INPUT RECORDS ::
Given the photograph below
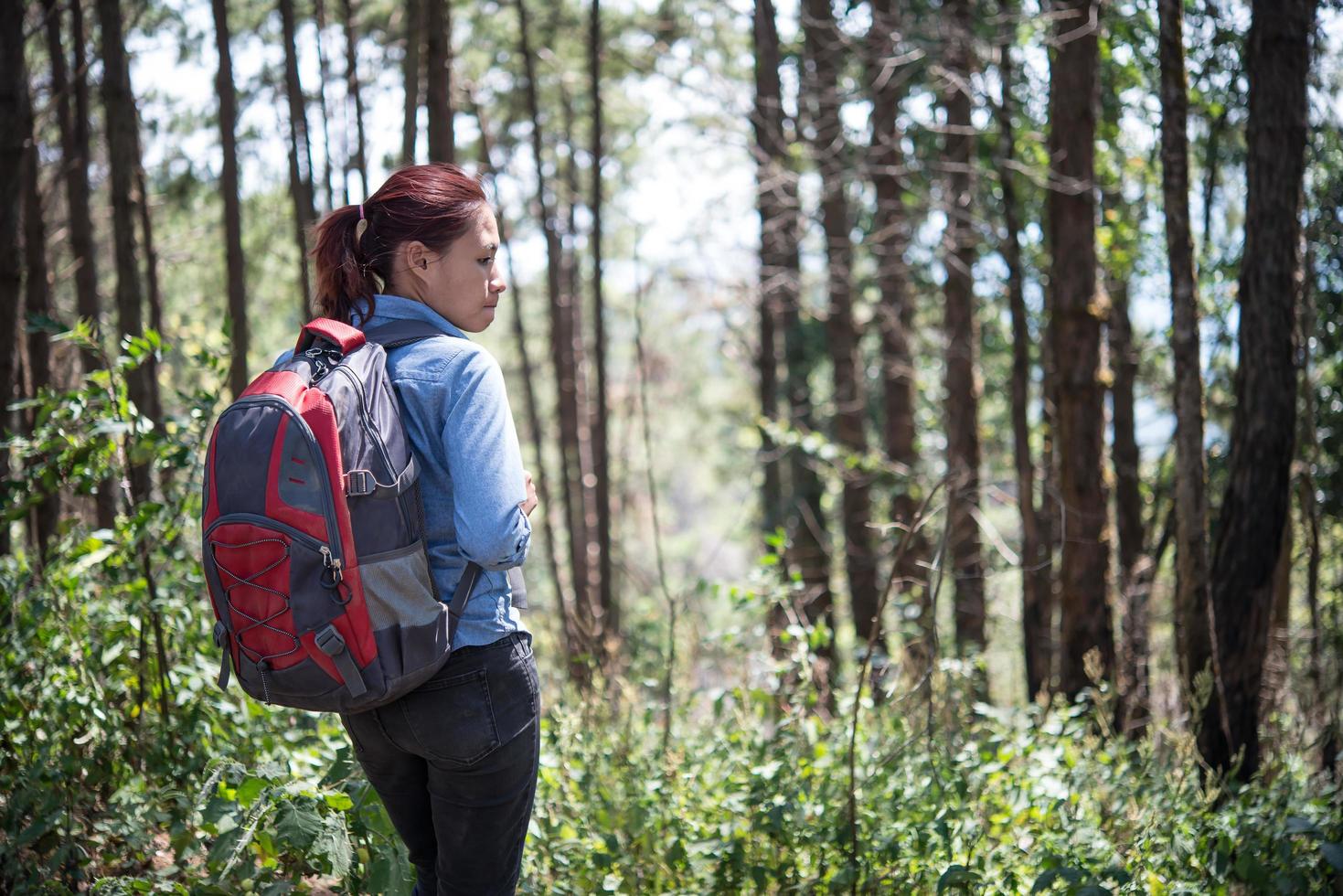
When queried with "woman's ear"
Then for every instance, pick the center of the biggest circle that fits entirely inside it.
(415, 260)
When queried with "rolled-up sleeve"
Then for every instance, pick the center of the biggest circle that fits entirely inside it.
(485, 464)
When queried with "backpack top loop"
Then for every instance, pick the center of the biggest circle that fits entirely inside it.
(335, 332)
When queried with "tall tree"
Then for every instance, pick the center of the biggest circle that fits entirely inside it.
(887, 162)
(601, 460)
(825, 54)
(123, 159)
(1194, 645)
(411, 78)
(1123, 219)
(352, 91)
(323, 80)
(781, 226)
(1037, 597)
(45, 515)
(1254, 504)
(1085, 621)
(74, 162)
(561, 355)
(232, 214)
(962, 335)
(438, 51)
(14, 93)
(300, 155)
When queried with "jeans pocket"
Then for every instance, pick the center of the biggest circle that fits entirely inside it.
(453, 718)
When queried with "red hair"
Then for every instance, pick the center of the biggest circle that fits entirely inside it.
(432, 203)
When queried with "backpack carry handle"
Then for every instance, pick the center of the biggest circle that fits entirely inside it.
(335, 332)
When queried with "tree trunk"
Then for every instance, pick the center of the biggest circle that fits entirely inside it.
(770, 152)
(440, 74)
(825, 53)
(781, 222)
(1085, 621)
(1193, 637)
(576, 361)
(354, 91)
(561, 357)
(573, 644)
(1263, 427)
(300, 151)
(43, 516)
(123, 159)
(601, 458)
(895, 317)
(1034, 614)
(14, 91)
(74, 149)
(323, 80)
(411, 78)
(232, 215)
(1128, 509)
(962, 335)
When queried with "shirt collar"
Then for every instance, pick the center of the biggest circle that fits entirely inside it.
(398, 308)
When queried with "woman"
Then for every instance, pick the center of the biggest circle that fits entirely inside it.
(454, 761)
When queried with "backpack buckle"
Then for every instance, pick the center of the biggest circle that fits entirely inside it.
(360, 483)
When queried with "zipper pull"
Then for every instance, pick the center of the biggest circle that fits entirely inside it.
(332, 566)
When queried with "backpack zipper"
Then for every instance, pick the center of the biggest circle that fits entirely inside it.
(306, 432)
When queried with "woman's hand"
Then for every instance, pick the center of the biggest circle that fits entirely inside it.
(529, 504)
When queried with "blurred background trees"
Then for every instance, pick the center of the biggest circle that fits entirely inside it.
(988, 344)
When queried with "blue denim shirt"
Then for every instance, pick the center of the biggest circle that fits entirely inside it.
(457, 418)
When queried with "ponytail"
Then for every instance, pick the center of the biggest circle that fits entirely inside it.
(432, 203)
(346, 280)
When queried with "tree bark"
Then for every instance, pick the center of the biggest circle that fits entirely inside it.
(1036, 594)
(1193, 637)
(323, 78)
(805, 523)
(411, 78)
(123, 159)
(300, 151)
(601, 463)
(573, 644)
(14, 91)
(825, 53)
(354, 91)
(561, 357)
(895, 316)
(74, 151)
(1085, 621)
(1254, 504)
(770, 152)
(232, 214)
(46, 513)
(962, 335)
(438, 50)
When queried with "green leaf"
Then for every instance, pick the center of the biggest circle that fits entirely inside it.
(338, 801)
(956, 876)
(332, 842)
(297, 825)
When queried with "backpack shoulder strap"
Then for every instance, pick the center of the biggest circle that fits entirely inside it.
(395, 335)
(401, 334)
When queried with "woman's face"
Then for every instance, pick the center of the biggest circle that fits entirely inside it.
(464, 283)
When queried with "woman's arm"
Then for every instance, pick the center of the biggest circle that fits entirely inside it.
(486, 466)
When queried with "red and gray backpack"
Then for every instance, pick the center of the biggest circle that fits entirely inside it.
(314, 531)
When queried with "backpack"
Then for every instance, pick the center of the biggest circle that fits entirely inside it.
(314, 531)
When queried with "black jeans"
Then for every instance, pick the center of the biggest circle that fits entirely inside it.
(455, 764)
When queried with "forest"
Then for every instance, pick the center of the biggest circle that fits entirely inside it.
(935, 407)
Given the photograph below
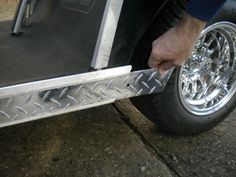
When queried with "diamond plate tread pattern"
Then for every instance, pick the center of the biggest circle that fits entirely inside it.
(40, 104)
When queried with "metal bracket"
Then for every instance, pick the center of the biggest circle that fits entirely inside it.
(40, 99)
(106, 34)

TASK GOAL ::
Each line above with the string "jeans" in it should be located and copied.

OUTPUT OF THE TASK ::
When queried with "jeans pocket"
When queried with "black jeans"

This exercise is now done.